This message probably isn't as easy to read as it could be, but
try to bear with me. If it's not clear in some point, please let
me know and I'll try to explain.

Carl Ellison writes:
> Eric Rescorla of Terisa made a strong request at the last SPKI WG meeting 
> (in DC) for public keys to carry just key parameters and raw algorithm 
> names, not the three items we have lumped together:  PKalgorithm-hash-packing.
> Eric's view received a certain amount of support at the meeting.
> 
> We all agree that all three need to be specified and anchored by the time a 
> signature is checked.  This is required for security.
> 
> Eric preferred to have them anchored as late as possible.
> 
> On the other side of this, Ron Rivest far prefers to declare them up front.
That wasn't quite what I understood Ron's position to be. Maybe we could
get Ron to take a crack at explaining himself.

> I prefer (I).
> 
> 1)	Under (I), we have the same structure no matter which of these two
> 	PK algorithms we use -- and no matter which new ones we decide to 
> 	support (e.g., EC).  The others require the code to grab some of this
> 	necessary information from different places.
> 
> 2)	Under (II) and (III), we have to form a hash for the signature block
> 	which is not the hash of the signed object (certificate body).  Under
> 	(I), the hash of the certificate body goes directly into the signature.
> 	If we form another layer of hash, we have the choice of building a new
> 	S-expression composed of the old body and the new information, and then
> 	hashing that (something I object to, from painful earlier experience
> 	with X.509) -- or of building a new structure that holds hashes of
> 	the relevant information pieces and hashing that.
> 
> 3)	Under (III), we might wait until after we have done the RSA operation
> 	to verify the signature before we can start hashing the body to be hashed
> 	because only then do we know what hash algorithm to use.  I prefer to
> 	do hashing up front, when I receive the certificate body, rather than
> 	wait until I receive a signature on it.  [This is a much more minor
> 	point than (1) and (2).]
> 
> 
> - - From the point of view of code simplicity, not to mention specification 
> simplicity, I believe (I) wins on all counts.
> 
> Discussion?
There are two conditions that need to be fulfilled:
1. A security condition: It must not be possible to substitute
the digest algorithm for hashed messages. 

2. An interoperability condition: It must be possible to determine 
which digest algorithm/packing was used in order to verify the
signature.

These conditions can be (and probably should be) fulfilled separately.

The security condition for DSA is fulfilled by requiring that 
it be used with SHA-1. This can be done either by naming 
(i.e. DSA-SHA1) or simply (my preference) by fiat (i.e. call it
DSS and describe it as DSA with SHA-1).
The security condition for RSA is fulfilled by incorporating the
digest identifier in the signature, precisely as is done with PKCS-1.

______

- _Instructions for the task_
In the SPKI discussion above, how is the security condition for DSA fulfilled?

- _Data block_
______

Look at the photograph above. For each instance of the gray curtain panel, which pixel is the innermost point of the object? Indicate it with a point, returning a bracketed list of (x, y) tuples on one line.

______

- _Answer to this task_
By requiring that DSA be used with SHA-1.